▶ _Quoted text_:
>> Begin
Ex-Liberals: Rosie and Gideon’s Caravan

Doxie, Going Postal
Rosie & Gideon’s caravan – © Doxie, Going Postal 2019

Before embarking on this new story, I want to thank all Puffins for awarding me a prize in the June Competition. It is too much honour to bestow on an old bat like me holed up in a derelict flat with only a lazy dog and 53 dolls for company. I am infinitely grateful to all of you.

This fresh instalment recounts the arduous journey out of the Millenarian cult which calls itself Liberalism into sanity. Let me start by saying that it is not my own story.

Two years ago, Rosie was the live-in and kept mistress of a rich, spoilt lesbian called Mildred. Rosie put up with Mildred’s whims and temper tantrums, listened quasi religiously to Moaning Hour on Radio 4, believed the dross she was fed daily by the BBC, which needs not be repeated in these hallowed grounds, in short, talked the talk and walked the walk. Until one fine day, Mildred decided to unite her fortune (literally) to that of a wealthy American by the name of Ebenezer and, shortly before the magnificent nuptials were due to take place, Rosie found herself out on her hear and homeless.

Thereupon, the Council were kind enough to attribute a rat-hole in a rundown tower block to Rosie, at tax-payer’s expense, of course. After Mildred’s Tudor mansion, it was a bit of a come-down, but Rosie was in no position to complain. Though not uneducated, Rosie had never felt the need to work. Mildred kept her in idleness so long as Rosie saw to her own needs, which, for the sake of modesty, this parish being renowned for its modesty especially on Fridays, I shall keep shrouded in obscurity. Now, for the first time in her life, Rosie needed to work. Through liberal friends, she found a job at an art gallery, which pleased her immensely as what was expected of her was lazy, rather than hard, work.
>> End
▶ _Provided data_:
>> Begin
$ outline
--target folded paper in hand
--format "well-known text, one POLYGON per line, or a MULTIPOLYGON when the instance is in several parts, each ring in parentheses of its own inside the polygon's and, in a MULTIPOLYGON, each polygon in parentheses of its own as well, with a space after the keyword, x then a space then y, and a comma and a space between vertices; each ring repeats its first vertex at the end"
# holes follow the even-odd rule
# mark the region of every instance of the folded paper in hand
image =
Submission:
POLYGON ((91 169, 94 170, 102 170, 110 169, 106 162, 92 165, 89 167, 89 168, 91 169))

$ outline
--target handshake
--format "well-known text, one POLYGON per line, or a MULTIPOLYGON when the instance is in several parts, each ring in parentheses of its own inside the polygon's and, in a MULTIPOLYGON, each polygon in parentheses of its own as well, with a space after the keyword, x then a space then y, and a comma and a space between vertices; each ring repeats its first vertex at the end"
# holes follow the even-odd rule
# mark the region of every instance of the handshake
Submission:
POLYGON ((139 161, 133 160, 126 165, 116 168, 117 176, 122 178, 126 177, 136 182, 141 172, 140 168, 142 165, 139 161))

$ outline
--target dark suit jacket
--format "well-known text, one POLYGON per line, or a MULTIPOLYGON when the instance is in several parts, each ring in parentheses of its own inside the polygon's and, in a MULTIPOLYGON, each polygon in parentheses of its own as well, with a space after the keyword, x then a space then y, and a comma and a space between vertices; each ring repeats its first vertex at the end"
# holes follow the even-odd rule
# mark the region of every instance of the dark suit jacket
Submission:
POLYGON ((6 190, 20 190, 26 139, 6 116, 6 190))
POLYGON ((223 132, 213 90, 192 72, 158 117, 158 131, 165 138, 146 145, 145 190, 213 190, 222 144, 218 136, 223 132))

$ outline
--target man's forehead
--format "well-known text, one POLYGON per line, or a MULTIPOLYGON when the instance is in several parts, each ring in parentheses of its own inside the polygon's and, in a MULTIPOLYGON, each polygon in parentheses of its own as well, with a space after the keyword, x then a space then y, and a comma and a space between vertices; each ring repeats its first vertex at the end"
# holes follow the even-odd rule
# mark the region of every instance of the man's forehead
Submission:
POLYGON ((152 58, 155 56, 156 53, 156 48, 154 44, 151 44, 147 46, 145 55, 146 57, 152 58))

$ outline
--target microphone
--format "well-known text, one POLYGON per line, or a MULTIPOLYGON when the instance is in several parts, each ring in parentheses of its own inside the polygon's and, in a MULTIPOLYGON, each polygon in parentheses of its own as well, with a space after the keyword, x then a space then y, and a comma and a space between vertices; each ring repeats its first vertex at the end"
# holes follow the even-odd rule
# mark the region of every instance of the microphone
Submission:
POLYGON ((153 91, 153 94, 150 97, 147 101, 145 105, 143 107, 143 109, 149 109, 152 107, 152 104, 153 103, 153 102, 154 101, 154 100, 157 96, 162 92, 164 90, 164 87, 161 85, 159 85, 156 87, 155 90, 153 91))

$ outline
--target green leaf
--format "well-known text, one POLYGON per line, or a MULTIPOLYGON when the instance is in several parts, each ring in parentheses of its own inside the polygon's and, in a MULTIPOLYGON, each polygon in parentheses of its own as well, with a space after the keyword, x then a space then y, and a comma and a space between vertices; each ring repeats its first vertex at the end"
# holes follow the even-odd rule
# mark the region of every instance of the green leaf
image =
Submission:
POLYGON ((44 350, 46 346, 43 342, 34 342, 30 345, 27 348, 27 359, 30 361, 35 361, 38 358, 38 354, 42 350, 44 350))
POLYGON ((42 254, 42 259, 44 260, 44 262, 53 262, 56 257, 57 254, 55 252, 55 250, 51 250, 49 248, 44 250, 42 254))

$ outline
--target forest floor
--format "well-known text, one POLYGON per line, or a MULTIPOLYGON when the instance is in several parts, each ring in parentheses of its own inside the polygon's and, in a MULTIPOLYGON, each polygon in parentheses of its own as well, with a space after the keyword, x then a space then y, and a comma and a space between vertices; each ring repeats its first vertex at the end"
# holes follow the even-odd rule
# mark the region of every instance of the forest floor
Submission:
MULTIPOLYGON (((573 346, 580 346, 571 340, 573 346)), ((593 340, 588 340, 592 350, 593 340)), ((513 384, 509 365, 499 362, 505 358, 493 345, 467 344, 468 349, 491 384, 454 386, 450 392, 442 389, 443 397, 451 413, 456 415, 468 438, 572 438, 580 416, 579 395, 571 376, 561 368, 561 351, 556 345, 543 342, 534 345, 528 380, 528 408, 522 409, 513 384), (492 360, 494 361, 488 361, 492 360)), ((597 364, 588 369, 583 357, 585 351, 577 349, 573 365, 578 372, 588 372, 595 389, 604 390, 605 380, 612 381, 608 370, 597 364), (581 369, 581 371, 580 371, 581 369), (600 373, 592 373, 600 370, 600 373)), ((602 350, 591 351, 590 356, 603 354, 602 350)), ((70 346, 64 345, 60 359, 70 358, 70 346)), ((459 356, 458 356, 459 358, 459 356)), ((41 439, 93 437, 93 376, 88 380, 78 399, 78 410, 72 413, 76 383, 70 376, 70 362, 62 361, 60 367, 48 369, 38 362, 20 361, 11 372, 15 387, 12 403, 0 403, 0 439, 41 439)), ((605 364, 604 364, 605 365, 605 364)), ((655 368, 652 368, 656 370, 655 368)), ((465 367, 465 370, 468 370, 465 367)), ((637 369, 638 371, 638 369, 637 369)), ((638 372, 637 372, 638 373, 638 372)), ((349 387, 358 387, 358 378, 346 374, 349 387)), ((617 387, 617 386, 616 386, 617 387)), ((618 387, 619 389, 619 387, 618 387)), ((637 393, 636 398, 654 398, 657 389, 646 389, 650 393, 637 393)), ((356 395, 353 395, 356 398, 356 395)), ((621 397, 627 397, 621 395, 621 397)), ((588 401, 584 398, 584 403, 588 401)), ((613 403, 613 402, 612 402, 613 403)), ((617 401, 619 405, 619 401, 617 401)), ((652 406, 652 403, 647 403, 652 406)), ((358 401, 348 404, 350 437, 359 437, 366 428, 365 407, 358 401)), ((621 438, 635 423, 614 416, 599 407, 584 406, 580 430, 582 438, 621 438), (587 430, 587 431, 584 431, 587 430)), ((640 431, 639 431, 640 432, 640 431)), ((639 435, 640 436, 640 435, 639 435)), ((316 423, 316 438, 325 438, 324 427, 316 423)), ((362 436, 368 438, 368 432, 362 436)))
>> End
▶ _Task details_:
Retype the Rosie and Gideon's caravan piece in full, word for word, from its title line to its final sentence.

▶ _Exercise answer_:
Ex-Liberals: Rosie and Gideon’s Caravan

Doxie, Going Postal
Rosie & Gideon’s caravan – © Doxie, Going Postal 2019

Before embarking on this new story, I want to thank all Puffins for awarding me a prize in the June Competition. It is too much honour to bestow on an old bat like me holed up in a derelict flat with only a lazy dog and 53 dolls for company. I am infinitely grateful to all of you.

This fresh instalment recounts the arduous journey out of the Millenarian cult which calls itself Liberalism into sanity. Let me start by saying that it is not my own story.

Two years ago, Rosie was the live-in and kept mistress of a rich, spoilt lesbian called Mildred. Rosie put up with Mildred’s whims and temper tantrums, listened quasi religiously to Moaning Hour on Radio 4, believed the dross she was fed daily by the BBC, which needs not be repeated in these hallowed grounds, in short, talked the talk and walked the walk. Until one fine day, Mildred decided to unite her fortune (literally) to that of a wealthy American by the name of Ebenezer and, shortly before the magnificent nuptials were due to take place, Rosie found herself out on her hear and homeless.

Thereupon, the Council were kind enough to attribute a rat-hole in a rundown tower block to Rosie, at tax-payer’s expense, of course. After Mildred’s Tudor mansion, it was a bit of a come-down, but Rosie was in no position to complain. Though not uneducated, Rosie had never felt the need to work. Mildred kept her in idleness so long as Rosie saw to her own needs, which, for the sake of modesty, this parish being renowned for its modesty especially on Fridays, I shall keep shrouded in obscurity. Now, for the first time in her life, Rosie needed to work. Through liberal friends, she found a job at an art gallery, which pleased her immensely as what was expected of her was lazy, rather than hard, work.